◆ **Objective**
Convert the listing, from the line containing "Target: bright light in background" through the line containing "(1003, 314)", both included, into a Markdown table with the columns No. and Text. Number each row and leave out any blank lines.

◆ **Stored data**
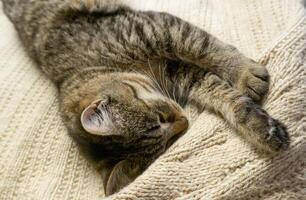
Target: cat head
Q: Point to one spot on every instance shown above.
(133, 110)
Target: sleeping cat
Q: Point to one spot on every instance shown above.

...

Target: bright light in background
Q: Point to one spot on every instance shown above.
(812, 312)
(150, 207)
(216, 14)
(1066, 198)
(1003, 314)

◆ **Answer**
| No. | Text |
|---|---|
| 1 | Target: bright light in background |
| 2 | Q: Point to one spot on every instance shown above. |
| 3 | (812, 312) |
| 4 | (150, 207) |
| 5 | (216, 14) |
| 6 | (1066, 198) |
| 7 | (1003, 314) |